● Work request: Your output should be the listing itself, repeated exactly.

● Data under study:
--- START ---
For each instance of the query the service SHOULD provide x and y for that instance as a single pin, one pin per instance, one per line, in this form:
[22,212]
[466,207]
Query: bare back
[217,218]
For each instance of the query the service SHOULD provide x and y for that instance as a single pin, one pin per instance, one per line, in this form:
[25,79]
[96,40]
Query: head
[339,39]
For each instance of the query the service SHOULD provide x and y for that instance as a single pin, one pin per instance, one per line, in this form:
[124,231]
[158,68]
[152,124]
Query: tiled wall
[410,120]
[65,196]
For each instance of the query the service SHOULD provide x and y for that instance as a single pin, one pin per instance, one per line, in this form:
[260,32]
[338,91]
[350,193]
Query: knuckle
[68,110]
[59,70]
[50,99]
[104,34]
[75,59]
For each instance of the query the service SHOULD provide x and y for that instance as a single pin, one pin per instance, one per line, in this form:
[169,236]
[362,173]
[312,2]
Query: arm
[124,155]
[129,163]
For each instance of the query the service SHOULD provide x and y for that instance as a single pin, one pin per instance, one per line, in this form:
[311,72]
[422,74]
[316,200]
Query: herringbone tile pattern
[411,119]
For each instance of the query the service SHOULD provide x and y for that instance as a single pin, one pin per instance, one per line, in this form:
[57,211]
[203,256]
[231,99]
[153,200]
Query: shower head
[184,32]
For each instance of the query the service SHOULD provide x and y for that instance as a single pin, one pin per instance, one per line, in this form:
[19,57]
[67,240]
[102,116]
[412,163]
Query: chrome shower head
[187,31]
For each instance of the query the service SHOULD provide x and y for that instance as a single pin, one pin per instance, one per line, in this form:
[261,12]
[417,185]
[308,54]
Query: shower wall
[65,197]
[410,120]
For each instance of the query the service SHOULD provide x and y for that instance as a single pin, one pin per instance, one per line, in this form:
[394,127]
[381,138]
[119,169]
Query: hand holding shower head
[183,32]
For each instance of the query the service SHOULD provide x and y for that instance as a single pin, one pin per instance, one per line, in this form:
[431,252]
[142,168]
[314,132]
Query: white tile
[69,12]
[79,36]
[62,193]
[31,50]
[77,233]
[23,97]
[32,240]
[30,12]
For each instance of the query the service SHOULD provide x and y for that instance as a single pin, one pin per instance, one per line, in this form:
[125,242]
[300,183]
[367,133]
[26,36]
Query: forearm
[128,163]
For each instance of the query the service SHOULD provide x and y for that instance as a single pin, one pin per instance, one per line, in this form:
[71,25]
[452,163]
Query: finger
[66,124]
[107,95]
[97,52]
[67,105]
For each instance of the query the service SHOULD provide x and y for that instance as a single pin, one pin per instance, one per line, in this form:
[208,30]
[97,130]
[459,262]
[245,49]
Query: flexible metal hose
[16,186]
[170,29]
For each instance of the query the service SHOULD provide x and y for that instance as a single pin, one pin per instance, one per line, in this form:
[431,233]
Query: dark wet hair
--- END ---
● Completed task:
For each instance of the query the service SHOULD provide x and y for that instance as a single pin, one pin per instance, one per line, in this form:
[22,212]
[466,207]
Query: bare back
[217,218]
For each instance of the query the service SHOULD provide x and y for that instance as a single pin, one pin per instance, one per line, in this form:
[25,79]
[96,40]
Query: head
[339,39]
For each instance of the query the service SHOULD provide x and y for that instance as a single pin, one pin per instance, one per line, in this form:
[124,231]
[158,68]
[152,124]
Query: tiled wall
[410,120]
[65,196]
For each instance of the query the service SHOULD provide x and y for that instance as a single pin, one pin per instance, one per line, in this form:
[260,32]
[338,91]
[350,193]
Query: knuckle
[68,110]
[59,70]
[50,99]
[104,34]
[75,59]
For each instance of the query the service SHOULD provide x and y for that instance as a single pin, one pin per instance, one per line, in this form:
[169,236]
[362,173]
[312,2]
Query: arm
[124,155]
[129,163]
For each instance of the query the service SHOULD provide x and y for that instance as a single pin, one pin per instance, one per line, in this form:
[311,72]
[422,74]
[316,200]
Query: herringbone tile pattern
[411,119]
For each instance of the query the service SHOULD provide x and y for that instance as a single pin, one pin per instance, one per line, in this form:
[57,211]
[203,256]
[231,99]
[153,200]
Query: shower head
[184,32]
For each instance of the query the service SHOULD provide x and y for that instance as a single pin, one pin per instance, one per line, in this form:
[19,57]
[67,240]
[102,116]
[412,163]
Query: chrome shower head
[187,31]
For each instance of the query the service SHOULD provide x and y for that instance as a single pin, one pin per instance, one per line, in this form:
[261,12]
[417,185]
[308,54]
Query: shower wall
[65,197]
[410,120]
For each instance of the query the service SHOULD provide x and y for that instance as a single pin, one pin per instance, one per line, in this form:
[394,127]
[381,138]
[119,169]
Query: hand holding shower head
[183,32]
For each instance of the query the service SHOULD provide x and y for that instance as a single pin, one pin per instance, one per line, in this form:
[431,252]
[142,168]
[314,132]
Query: white tile
[69,12]
[79,36]
[62,193]
[31,50]
[77,233]
[23,97]
[32,240]
[30,12]
For each instance of the query the service SHOULD provide x and y for that instance as a single pin, one pin per instance, one per line, in this form:
[125,242]
[300,183]
[367,133]
[26,36]
Query: forearm
[128,163]
For each instance of the query the service SHOULD provide x and y for that instance as a single pin, one pin per instance, one per line, in this form:
[71,25]
[452,163]
Query: finger
[66,124]
[107,95]
[97,52]
[67,105]
For each instance of the query the service SHOULD provide x and y for that instance as a single pin, one pin per instance, one per line, in this form:
[208,30]
[97,130]
[459,262]
[245,49]
Query: flexible metal hose
[16,186]
[170,29]
For each instance of the query the service SHOULD provide x and y for that instance as a single pin, one pin per instance, one per line, in this form:
[431,233]
Query: dark wet hair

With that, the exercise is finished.